:: Entries

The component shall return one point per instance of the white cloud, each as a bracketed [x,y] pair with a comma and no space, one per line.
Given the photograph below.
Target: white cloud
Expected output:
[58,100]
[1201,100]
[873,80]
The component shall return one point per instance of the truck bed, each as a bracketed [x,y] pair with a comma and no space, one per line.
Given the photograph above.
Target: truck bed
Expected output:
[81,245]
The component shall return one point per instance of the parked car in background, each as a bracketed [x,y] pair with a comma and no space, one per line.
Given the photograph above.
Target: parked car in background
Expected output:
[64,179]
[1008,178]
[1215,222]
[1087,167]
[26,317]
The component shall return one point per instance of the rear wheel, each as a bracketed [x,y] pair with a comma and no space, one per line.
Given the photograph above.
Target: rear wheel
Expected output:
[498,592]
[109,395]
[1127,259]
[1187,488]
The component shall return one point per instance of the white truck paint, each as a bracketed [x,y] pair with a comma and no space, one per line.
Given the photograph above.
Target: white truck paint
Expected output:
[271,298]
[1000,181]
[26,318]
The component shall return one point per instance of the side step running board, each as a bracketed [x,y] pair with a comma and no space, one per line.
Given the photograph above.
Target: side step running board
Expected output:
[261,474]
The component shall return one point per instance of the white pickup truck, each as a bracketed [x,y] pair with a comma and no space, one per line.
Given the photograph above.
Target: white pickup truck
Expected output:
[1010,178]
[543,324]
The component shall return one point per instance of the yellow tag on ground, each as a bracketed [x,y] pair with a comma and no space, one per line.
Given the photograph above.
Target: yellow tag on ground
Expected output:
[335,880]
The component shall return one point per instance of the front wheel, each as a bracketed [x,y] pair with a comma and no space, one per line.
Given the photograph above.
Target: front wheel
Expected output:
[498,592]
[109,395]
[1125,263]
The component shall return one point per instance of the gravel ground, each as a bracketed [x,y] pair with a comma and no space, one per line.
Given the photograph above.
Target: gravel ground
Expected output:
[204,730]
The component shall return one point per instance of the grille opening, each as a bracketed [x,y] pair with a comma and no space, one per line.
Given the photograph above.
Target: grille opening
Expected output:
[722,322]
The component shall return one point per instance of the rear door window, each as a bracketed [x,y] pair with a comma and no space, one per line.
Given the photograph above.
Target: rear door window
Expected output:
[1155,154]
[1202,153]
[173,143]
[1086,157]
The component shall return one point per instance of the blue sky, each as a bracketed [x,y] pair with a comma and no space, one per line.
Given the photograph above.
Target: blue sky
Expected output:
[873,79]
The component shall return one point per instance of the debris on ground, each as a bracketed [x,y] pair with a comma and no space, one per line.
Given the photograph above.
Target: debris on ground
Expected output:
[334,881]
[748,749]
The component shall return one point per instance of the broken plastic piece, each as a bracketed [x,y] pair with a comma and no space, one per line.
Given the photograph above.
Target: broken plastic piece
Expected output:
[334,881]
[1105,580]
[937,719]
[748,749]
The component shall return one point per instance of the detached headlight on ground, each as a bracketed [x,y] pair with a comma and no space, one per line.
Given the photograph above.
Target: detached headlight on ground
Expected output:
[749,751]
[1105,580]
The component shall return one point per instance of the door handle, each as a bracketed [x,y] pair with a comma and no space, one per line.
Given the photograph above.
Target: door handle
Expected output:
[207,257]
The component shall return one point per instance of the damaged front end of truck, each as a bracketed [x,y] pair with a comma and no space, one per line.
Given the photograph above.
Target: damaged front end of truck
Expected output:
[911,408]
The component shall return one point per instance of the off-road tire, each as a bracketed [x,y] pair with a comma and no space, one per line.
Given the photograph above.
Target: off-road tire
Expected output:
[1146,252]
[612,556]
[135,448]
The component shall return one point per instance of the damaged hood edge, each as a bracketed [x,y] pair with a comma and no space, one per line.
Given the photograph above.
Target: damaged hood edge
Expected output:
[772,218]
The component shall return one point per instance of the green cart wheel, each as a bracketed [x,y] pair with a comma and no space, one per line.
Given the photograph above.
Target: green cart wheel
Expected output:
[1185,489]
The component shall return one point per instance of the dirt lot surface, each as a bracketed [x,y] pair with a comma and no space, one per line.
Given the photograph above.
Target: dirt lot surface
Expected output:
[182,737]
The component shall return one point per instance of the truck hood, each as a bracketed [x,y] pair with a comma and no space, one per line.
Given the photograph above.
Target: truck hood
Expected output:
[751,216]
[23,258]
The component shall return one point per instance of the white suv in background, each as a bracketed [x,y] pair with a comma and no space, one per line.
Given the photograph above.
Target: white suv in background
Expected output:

::::

Direction:
All lines from the one containing "of the detached" through the end of the records, both ends included, are to be quoted exactly; please add nothing else.

Task result:
The component shall return one point per instance of the detached headlight on ground, each as a bracketed [x,y] pair with a comma and no space, one per line.
Given the photograph above.
Target: detached headlight on ground
Expected output:
[749,751]
[1105,580]
The component shall return one point per instance of the door handle, each as a bracketed [x,y] pair with a comma and no space, one per line.
Given the photograph above.
Target: door handle
Expected output:
[207,257]
The component shall return one point per instance of the damaged front end of truck, each as a bracketed [x,y] pair with a comma and no space, one per line.
Given the photograph above.
Target: damaged front end of truck
Expected output:
[911,408]
The component shall return one point per instance of the off-road tire, each as a bracketed [x,y] pair with a comma and no space, one per line.
Given the photograph above.
Target: off-road tire
Expected output:
[1146,252]
[612,556]
[135,448]
The component shall return one point per instance of the damaged hood edge, each as a bracketed [x,y] pair with a comma and no space, one per line.
Given the photograph above.
Target: damaged hood edge
Expected output:
[772,218]
The component shall return one point per instance of the green cart wheel, each as a bracketed [x,y] pair with a comma and no space, one per line.
Given the photograph above.
Target: green cart wheel
Expected output:
[1185,489]
The component shall return one point per instance of the dirt lot surface, each as a bracketed [x,y] pair with a comma and no space, one per line.
Given the photograph above.
Target: dirt lot surface
Expected output:
[182,737]
The component shall return one point per instance of the truck hood, each as a bracketed [x,y] pair with a comma and no space, one per line.
Given the photograph above.
Target: truck hood
Expected output:
[751,216]
[23,258]
The component shall return one point per instance of the white suv in background, each as a bracketed [x,y] pair with a comma and no space, one per line.
Given the photograph above.
Target: white suv in background
Expected output:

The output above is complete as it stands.